TAREA A: Según el fragmento sobre la duda y la desesperación, ¿cuál es la única cosa segura en este mundo?
TAREA B: Por favor, retoma el fragmento sobre la duda y la desesperación y continúalo a partir de su última frase.

FRAGMENTO SELECCIONADO:
====================

¿Hay algo aún sobre esta tierra que escape a la duda, aparte de la muerte —la única cosa segura en este mundo? Continuar viviendo dudando de todo es una paradoja no demasiado trágica, dado que la duda es mucho menos intensa, mucho más soportable que la desesperación. La duda más frecuente es la abstracta, en la cual no se implica más que una parte del ser, contrariamente a la desesperación, en la que la participación es visceral y total. Comparado con la desesperación —fenómeno tan extraño y tan complejo—, el escepticismo se caracteriza por una especie de diletantismo, de superficialidad. Por mucho que yo dude de todo y oponga al mundo una sonrisa de desprecio, seguiré comiendo, durmiendo tranquilamente o amando. En la desesperación, cuya profundidad sólo se comprende experimentándola, esos actos son únicamente posibles mediante grandes esfuerzos y sufrimientos. En las cimas de la desesperación nadie tiene ya derecho a dormir. De ahí que un auténtico desesperado no olvide jamás nada de su tragedia: su conciencia preserva la dolorosa actualidad de su miseria subjetiva. La duda es una inquietud vinculada a los problemas y a las cosas, y procede del carácter insoluble de toda gran interrogación. Si los problemas esenciales pudieran ser resueltos, el escéptico volvería a su estado normal. ¡Qué diferente la situación del desesperado, al que la resolución de todos los problemas no volvería menos inquieto, pues su inquietud brota de la estructura misma de su ser! En la desesperación, la ansiedad es inmanente a la existencia; no se trata en ella en absoluto de problemas, sino de convulsiones y de llamas interiores que torturan. Se puede lamentar que nada sea resuelto en este mundo; nadie, sin embargo, se ha suicidado nunca por ello; la inquietud filosófica influye poco en la inquietud total de nuestro ser. Prefiero mil veces más una existencia dramática, atormentada por el destino y sometida al suplicio de las llamas más ardientes, que la existencia de un hombre abstracto, obsesionado por interrogantes no menos abstractas que sólo le afectan superficialmente.

====================

DATOS DEL EJERCICIO:
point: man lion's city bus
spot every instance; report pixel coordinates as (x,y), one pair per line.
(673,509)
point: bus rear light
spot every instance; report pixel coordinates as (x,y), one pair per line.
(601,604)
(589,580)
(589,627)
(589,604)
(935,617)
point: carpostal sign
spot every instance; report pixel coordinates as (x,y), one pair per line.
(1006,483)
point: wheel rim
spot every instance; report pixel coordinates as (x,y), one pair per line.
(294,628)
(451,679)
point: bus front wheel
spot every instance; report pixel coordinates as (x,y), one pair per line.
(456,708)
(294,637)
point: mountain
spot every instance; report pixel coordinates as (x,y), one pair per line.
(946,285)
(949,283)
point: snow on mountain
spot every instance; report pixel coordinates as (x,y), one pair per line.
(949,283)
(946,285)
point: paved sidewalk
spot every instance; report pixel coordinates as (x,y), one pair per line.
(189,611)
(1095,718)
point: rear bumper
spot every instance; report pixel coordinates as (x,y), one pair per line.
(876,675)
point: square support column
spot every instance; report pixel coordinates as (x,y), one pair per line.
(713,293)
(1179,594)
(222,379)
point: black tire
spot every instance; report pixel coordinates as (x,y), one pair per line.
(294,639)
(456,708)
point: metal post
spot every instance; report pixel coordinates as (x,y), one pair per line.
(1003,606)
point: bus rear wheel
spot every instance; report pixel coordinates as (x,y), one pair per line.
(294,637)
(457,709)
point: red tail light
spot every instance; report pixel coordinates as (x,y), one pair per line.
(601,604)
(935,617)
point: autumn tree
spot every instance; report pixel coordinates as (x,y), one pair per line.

====================

RESPUESTA A: La muerte.

RESPUESTA B:
Desprecio la ausencia de riesgo, de locura y de pasión en la vida. ¡Qué fecundo, por el contrario, es un pensamiento vivo y apasionado, irrigado por el lirismo! ¡Qué dramático e interesante resulta el proceso mediante el cual espíritus atormentados en un primer momento por problemas puramente intelectuales e impersonales, espíritus objetivos hasta el olvido de sí mismos, habiendo sido sorprendidos por la enfermedad y el sufrimiento, son fatalmente obligados a reflexionar sobre su subjetividad y sobre las experiencias que deben afrontar! Los seres objetivos y activos no hallan en sí mismos suficientes recursos para convertir su destino en un problema. Para que éste se vuelva subjetivo y universal a la vez, hay que descender uno a uno todos los peldaños de un infierno interior. Mientras no nos hallemos reducidos a cenizas, podremos hacer filosofía lírica —una filosofía en la que la idea tiene raíces tan profundas como la poesía.
Tenemos acceso entonces a una forma superior de existencia, en la que el mundo y sus problemas inextricables ni siquiera merecen ya el desprecio.
No se trata en absoluto de una cuestión de excelencia o de valor particular del individuo; sucede, simplemente, que nada, excepto nuestra agonía personal, nos interesa ya a partir de ese momento.